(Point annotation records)
┌────────

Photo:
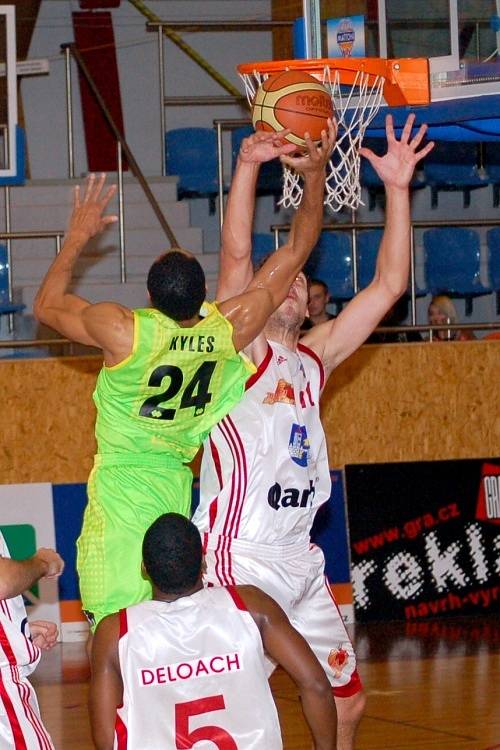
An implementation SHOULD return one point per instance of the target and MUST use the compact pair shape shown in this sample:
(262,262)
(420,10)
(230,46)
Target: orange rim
(406,79)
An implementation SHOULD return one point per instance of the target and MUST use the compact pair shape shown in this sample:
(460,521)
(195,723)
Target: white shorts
(20,723)
(294,576)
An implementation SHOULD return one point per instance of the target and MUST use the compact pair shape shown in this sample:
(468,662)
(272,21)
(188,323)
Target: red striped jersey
(193,676)
(265,468)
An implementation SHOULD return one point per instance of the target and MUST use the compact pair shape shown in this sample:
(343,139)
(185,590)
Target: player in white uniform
(265,467)
(20,649)
(187,669)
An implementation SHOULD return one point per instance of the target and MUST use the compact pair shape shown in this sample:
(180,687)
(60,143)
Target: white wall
(44,97)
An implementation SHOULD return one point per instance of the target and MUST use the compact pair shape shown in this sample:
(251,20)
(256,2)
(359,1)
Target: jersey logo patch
(283,394)
(298,445)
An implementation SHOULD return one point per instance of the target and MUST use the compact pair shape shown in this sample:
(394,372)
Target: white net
(355,106)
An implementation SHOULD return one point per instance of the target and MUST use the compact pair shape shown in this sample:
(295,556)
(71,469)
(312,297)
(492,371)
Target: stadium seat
(453,166)
(452,263)
(491,160)
(270,181)
(331,262)
(493,240)
(20,177)
(191,154)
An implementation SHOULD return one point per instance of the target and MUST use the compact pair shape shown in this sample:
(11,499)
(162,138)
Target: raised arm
(18,575)
(235,271)
(269,287)
(106,686)
(337,339)
(105,325)
(286,646)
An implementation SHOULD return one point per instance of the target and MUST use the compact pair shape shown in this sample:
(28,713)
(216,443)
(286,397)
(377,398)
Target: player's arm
(72,316)
(269,287)
(286,646)
(18,575)
(335,340)
(106,686)
(235,270)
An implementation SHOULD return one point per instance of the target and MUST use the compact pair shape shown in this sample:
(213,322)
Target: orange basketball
(292,100)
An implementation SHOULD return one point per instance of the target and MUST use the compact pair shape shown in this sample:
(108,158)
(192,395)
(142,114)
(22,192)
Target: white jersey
(16,647)
(265,469)
(20,723)
(193,675)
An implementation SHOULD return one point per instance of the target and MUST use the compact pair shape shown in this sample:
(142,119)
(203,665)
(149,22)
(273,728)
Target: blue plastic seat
(20,177)
(493,240)
(452,263)
(270,180)
(191,154)
(453,165)
(331,262)
(491,160)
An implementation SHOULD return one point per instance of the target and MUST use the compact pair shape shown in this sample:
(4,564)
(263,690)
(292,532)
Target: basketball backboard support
(8,157)
(460,38)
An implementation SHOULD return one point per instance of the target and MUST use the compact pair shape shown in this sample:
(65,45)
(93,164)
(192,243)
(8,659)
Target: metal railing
(71,51)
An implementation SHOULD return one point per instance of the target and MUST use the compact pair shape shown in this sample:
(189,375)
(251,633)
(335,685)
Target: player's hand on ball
(261,147)
(315,157)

└────────

WHAT IS BEING ASKED: Pictures stay out of the copy; please restate every record above exactly.

REPLY:
Photo:
An implementation SHOULD return one point per instance of the target and MUST use the compact pair shape shown in this sample:
(262,262)
(420,10)
(230,46)
Target: orange rim
(406,79)
An implementation SHOULD return one point per instance of the target and MUST use the compact pair shape shown in this sample:
(460,521)
(195,723)
Target: white shorts
(20,723)
(294,576)
An implementation SHOULD return one point per instance of the target and MUST use the compact pair shape shown in this sample:
(468,662)
(272,21)
(188,323)
Target: red striped jersey
(193,676)
(265,468)
An implementation SHOULD return one point per instance of the target and MUST use the compact pair shape shown in this sample:
(343,139)
(185,590)
Target: player in white uniform
(265,467)
(20,649)
(187,669)
An implementation SHOULD return one point per instance of the target and MUST use the compact pair shape shown in this sample:
(180,687)
(60,143)
Target: white wall
(44,97)
An implementation SHOULD return one point per instance of the target and MUST use the compact pair shape shown in this sample:
(251,20)
(256,2)
(359,1)
Target: jersey logo patch
(283,394)
(298,445)
An implementation SHOULD return one point per instance of the target and MUST use the compact pair shape shown in this sample:
(394,372)
Target: white net
(355,106)
An implementation SHOULD return one point per instance of the target and MUST use the compact pair shape shown in this sample:
(295,556)
(71,469)
(312,297)
(492,371)
Target: stadium seat
(453,166)
(452,263)
(491,160)
(270,181)
(331,262)
(493,240)
(20,177)
(191,154)
An implementation SHOULD return one point per instance of the target and MUST use the compact pair shape shown in this sample:
(11,499)
(162,138)
Target: raised arm
(18,575)
(235,271)
(269,287)
(106,686)
(337,339)
(105,325)
(286,646)
An implementation SHOULD return one point per instance of the target and MUST use the compact pair shape shown in this sample:
(28,713)
(216,443)
(286,397)
(377,398)
Target: player's arm
(72,316)
(269,287)
(286,646)
(18,575)
(335,340)
(106,686)
(235,270)
An implementation SHOULD return one point per instance of the target and MUST use the compact pair shape shown in this sample:
(213,322)
Target: orange basketball
(292,100)
An implementation SHOULD return one point per instance of the target and MUST use the compact pair shape shown in this sample:
(108,158)
(192,395)
(142,114)
(22,192)
Target: white jersey
(16,647)
(265,469)
(20,723)
(193,675)
An implementation SHOULD return one point per instance of the target and MUST use the compact pair shape shown in this sample:
(142,119)
(203,665)
(149,22)
(273,728)
Target: blue plastic seat
(20,177)
(493,240)
(452,263)
(270,180)
(191,154)
(453,165)
(331,262)
(491,160)
An implementation SHOULD return one point per instance of the target and MUST use the compact pair shape shown in this sample:
(4,564)
(263,690)
(292,532)
Target: basketball backboard support
(8,157)
(460,38)
An implementation SHOULD return one point per instance of the target and MUST use the compact pair shape shown in this sample:
(65,45)
(93,164)
(192,243)
(8,659)
Target: metal railing
(71,51)
An implementation SHOULD return one point per instance of the target and MUST use the compact pair shape shown in this sample:
(189,375)
(251,633)
(335,685)
Target: player's hand on ball
(261,147)
(315,157)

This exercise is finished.